猿之助 「弥次喜多」では、2人が花火で打ち上げられて宙乗りするのが1つのお約束になっています。趣向は変えつつ、作品をまたいで“ご存じ”のような形でやる宙乗りのスタイルは珍しいですよね。でもこれもやはり、芝居の中から導き出して考えないと浮いてしまう。飛ぶのが眼目ではなく、物語の中に溶け込んでいないと「なんで飛ぶの?」ということになってしまうんです。
──いつか歌舞伎座でやりたい宙乗りの構想はありますか?
猿之助 両花道の宙乗りは歌舞伎座でいつかやりたいと思っています。客席を減らすことになるのでなかなか難しいのですが、機構としてはできるはずなんですよ。あと、愛知・中日劇場「雪之丞変化」(2015年)でもやった、客席の上を斜めに飛ぶ“筋交い(すじかい)の宙乗り”。いつか歌舞伎座でやりたいですね。
──今年1月の「義経千本桜 川連法眼館の場(四ノ切)」では、コロナの感染症対策でできなかった宙乗りを久々に披露、また猿之助さんが2017年の怪我からご復帰されて初の狐忠信ということもあり、ダブルで感動的。ご一門の皆様が侍や腰元姿で舞台にずらりと並んで宙乗りを見送る形はスペシャルバージョンで、賑々しく胸熱でした。
猿之助 澤瀉屋にとって宙乗りは大事なものですし、お正月なので華やかに、祝祭劇としてやってみましょうと、少し目先を変えてみました。劇中の腰元のセリフにもともと「何はともあれ木陰にて、ことの様子を伺いましょう」とあるんです。最後に出ない通常の形でも、みんな密かに狐の物語を木陰から見ているのだと思います(笑)。
笑也 義経と静御前だけが見送る形に慣れたお客様は、驚かれたかもしれませんね(笑)。
──それぞれの家の工夫 / 持ち味で、さまざまなバリエーションが見られるのが観客の幸せです。

抜粋データ:

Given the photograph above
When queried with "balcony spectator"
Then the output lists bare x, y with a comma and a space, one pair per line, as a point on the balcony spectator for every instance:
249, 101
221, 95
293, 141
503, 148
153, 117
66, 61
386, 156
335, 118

取り組む内容:
1) 宙乗りをめぐる対談で、客席の上を斜めに飛ぶ「筋交いの宙乗り」を行ったと述べられている公演は何ですか。
2) 宙乗りをめぐる対談を、最後の発言の後から引き継いで続きを書きなさい。

練習の解答:
1) 愛知・中日劇場の「雪之丞変化」(2015年)です。

2)
笑也 澤瀉屋の「四ノ切」は師匠が練り上げたものですから、思い出が詰まっています。“テンポ”については、師匠にかなり鍛えられましたね。古典は通常、黒御簾の頭を聞いてから曲に乗ってセリフを言い出すのが普通です。でもうちの師匠は我々弟子に「頭を聞くな。倍間でしゃべろ」といつもおっしゃっていました。これが古典をスピーディーに見せる隠し味なんだと思います。もちろん主役の方はご自分のペースでなさりますが、脇は聞かせなくちゃいけないセリフだけにインパクトを与えて、あとは走って回す。脇の仕事はそういうことだと思っています。邪道なのかもしれませんが、こういったことの積み重ねが“澤瀉色”の秘訣だと思います。
──緩急のメリハリが効くことで、より内容もわかりやすく感じられます。澤瀉屋さんは立廻りも、とりわけ早くて爽快です。
笑也 とにかく早い早い(笑)。主役がオーケストラの指揮者でその日のペースを決めるわけですが、脇はそれを察知して「今日は昨日より遅めかな」「今日はとりわけ早いな」と、その日の速度に合わせて行きます。今も四代目に合わせてとにかくスピーディーです。
──3月に上演された「新・三国志」(参照:「新・三国志」市川猿之助&市川青虎が関帝廟を訪問「関羽様にお祈りを」)関羽の宙乗りでは、桃の花が大量に客席に降り注ぎました。当初「三部制で入れ替え時間が短いので量は抑えめに」と指示していたのを、劇場側が「スピードを上げて清掃作業するので、量は減らさないで宙乗りしてください」とおっしゃったと聞きました。
猿之助 僕もそのことを人づてで聞いて驚きました。心意気ですよね。花びらの量が増えていったのは、飛んでいてもわかったんですよ。歌舞伎は裏方も芝居をしてくれないと成立しないということを、ひしひしと感じました。
──3階に鳥屋(とや。花道奥の控え所)をつくり、テストを重ねて初日を迎え、日々神経を使いながら実現する宙乗りは、裏で活躍するお弟子さんも含めたスタッフ&キャスト、チームワークの結晶だと思います。
猿之助 事故も見ているし、経験も失敗も重ねていますから、歳を重ねれば重ねるほど怖くなる部分もあります。チーム全員が力を合わせないと宙乗りは決してできません。
──最後に改めて、「當世流小栗判官」の小栗&照手の宙乗りの見どころを伺って参ります。初演当時ヒットしていた映画「E.T.」の、空中を駆ける自転車から想を得たという逸話も残っています。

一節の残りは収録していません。